_WHAT YOU WILL DO_
1. Repeat everything in the article on the Hopi sacred objects from "Perhaps the best" down to "buyers and sellers.".
2. Answer these questions using the article on the Hopi sacred objects:
(a) In what city were the Hopi sacred objects up for auction?
(b) In what year was the Tee-Hit-Ton case decided?
(c) What is the name of the Hopi cultural leader interviewed by Blouin ArtInfo?

Annenberg Rescue of Hopi Sacred Objects: Cautions and Lessons

Congratulations to the Hopi, the Annenberg foundation, the French lawyer who represented the Hopi pro bono, and U.S. embassy officers in Paris. This team brought about the rescue of a number of Hopi sacred objects that were on the auction block in Paris.

When the New York Times reported the rescue, one reader offered a critical comment: “If I were Hopi, and objected to the sale of these artifacts on religious grounds, arguing that it is inappropriate to sell these sacred items for money, I don’t think my concerns would be met by having a foundation buy the artifacts and give them to some particular Hopis or a foundation or something. Doesn’t the foundation’s purchase of these items simply confirm and help create a market for the artifacts? In other words, if it were me, I would object to the sale itself, not to the fact that I can’t afford to buy the artifacts back myself.”

The Hopi did object to the sale and tried every effort to stop the auction, but they were grateful for the result: “We thank the Annenberg Foundation for their good hearts in bringing our Katsinas home to our people where they will be cared for.”

Nevertheless, the critical comment bears some attention. It was repeated by a Bloomberg columnist, who said Annenberg “has legitimized the very situation it means to criticize, making the sacred objects seem fair game.” The columnist added, “The best bet for indigenous people to secure their cultural property is through the legal system, … taking a principled stand….”

The legal framework for protecting cultural property includes most notably the 1970 United Nations Convention on Import, Export and Transfer of Ownership of Cultural Property and the U.N. Declaration on the Rights of Indigenous Peoples, which refers explicitly to “the right to maintain, control, protect and develop … cultural heritage.” As the Bloomberg column argues, Annenberg could have “worked with the tribes to acquire the objects through legal mechanisms, [and] created a model that other tribes could follow.”

The problem is that the law is a tricky path. What looks like protection may turn out to be just another form of domination, as with the “trust doctrine” in U.S. federal Indian law, which turns trust law upside down by giving the “trustee” the power to take property from the “beneficiaries.” The Tee-Hit-Ton case in 1955 still stands as the precedent for that outcome.

Perhaps the best thing to say about the Annenberg intervention is that it shows how a combination of cultural pride, political action, legal threat, and money may succeed in changing the climate and context in which art collectors work. It is true that the auction house and sellers gained by the Annenberg purchases, but it is also true that the intervention increased awareness among art buyers and sellers.

Blouin ArtInfo, which bills itself as “the premier global online destination for art and culture,” carried an extensive interview with Sam Tenakhongva, a Hopi cultural leader who was the driving force behind legal action to stop the auction. Tenakhongva did not know of the Annenberg effort until afterwards, but he said it assists in getting people “to discuss and to think.” He added, “The work isn’t over.”

Similar views were expressed in ThinkProgress, another cultural forum, which saw the Annenberg Hopi effort as prelude to “a more difficult and sophisticated conversation about what art should enter the international market, and which, if any, should stay out of it.”

_Dataset listing of object locations_

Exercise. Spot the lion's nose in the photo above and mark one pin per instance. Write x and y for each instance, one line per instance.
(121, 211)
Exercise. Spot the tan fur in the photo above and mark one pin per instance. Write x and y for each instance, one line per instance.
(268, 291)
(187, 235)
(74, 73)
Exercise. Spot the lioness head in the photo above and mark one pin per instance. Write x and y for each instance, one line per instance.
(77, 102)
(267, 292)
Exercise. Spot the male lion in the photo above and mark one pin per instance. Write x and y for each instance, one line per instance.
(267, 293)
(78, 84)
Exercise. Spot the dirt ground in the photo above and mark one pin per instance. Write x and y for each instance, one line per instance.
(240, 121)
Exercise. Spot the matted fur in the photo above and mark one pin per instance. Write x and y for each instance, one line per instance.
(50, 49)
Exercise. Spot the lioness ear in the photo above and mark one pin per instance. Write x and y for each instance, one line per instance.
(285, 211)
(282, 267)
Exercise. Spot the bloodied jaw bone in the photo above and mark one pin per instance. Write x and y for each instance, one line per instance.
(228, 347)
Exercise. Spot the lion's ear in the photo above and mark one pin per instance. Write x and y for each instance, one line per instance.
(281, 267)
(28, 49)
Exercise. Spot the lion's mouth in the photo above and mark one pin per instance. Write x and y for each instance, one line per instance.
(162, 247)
...
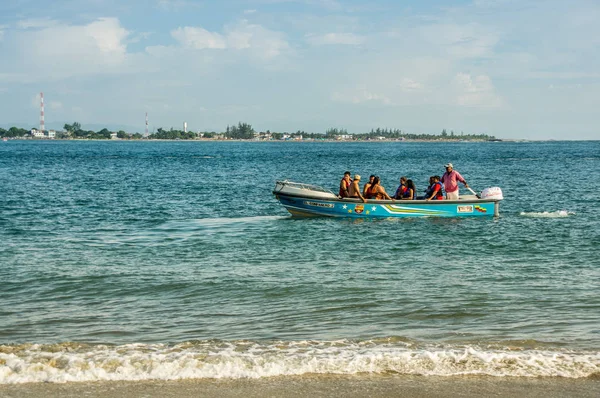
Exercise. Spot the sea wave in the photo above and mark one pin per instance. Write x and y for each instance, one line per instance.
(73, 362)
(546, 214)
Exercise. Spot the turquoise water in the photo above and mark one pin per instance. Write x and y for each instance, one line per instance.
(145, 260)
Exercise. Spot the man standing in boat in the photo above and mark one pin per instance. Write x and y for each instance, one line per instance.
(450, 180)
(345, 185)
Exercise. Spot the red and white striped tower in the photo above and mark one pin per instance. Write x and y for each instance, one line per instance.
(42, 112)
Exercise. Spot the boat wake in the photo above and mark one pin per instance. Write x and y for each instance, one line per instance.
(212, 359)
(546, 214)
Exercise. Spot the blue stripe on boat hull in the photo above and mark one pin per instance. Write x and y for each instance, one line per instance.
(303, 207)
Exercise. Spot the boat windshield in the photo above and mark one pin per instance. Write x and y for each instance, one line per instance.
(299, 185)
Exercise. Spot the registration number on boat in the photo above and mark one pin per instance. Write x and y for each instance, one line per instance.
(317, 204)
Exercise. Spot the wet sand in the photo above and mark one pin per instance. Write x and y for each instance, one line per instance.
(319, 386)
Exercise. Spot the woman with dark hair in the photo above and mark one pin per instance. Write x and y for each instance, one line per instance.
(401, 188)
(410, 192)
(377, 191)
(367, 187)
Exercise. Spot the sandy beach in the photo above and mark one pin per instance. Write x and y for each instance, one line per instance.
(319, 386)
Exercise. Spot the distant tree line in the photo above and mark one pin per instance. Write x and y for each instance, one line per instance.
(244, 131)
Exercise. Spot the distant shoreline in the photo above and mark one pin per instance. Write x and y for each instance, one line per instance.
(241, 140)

_SOLUTIONS FOR EACH TASK_
1.
Perhaps the best thing to say about the Annenberg intervention is that it shows how a combination of cultural pride, political action, legal threat, and money may succeed in changing the climate and context in which art collectors work. It is true that the auction house and sellers gained by the Annenberg purchases, but it is also true that the intervention increased awareness among art buyers and sellers.

2.
(a) Paris
(b) 1955
(c) Sam Tenakhongva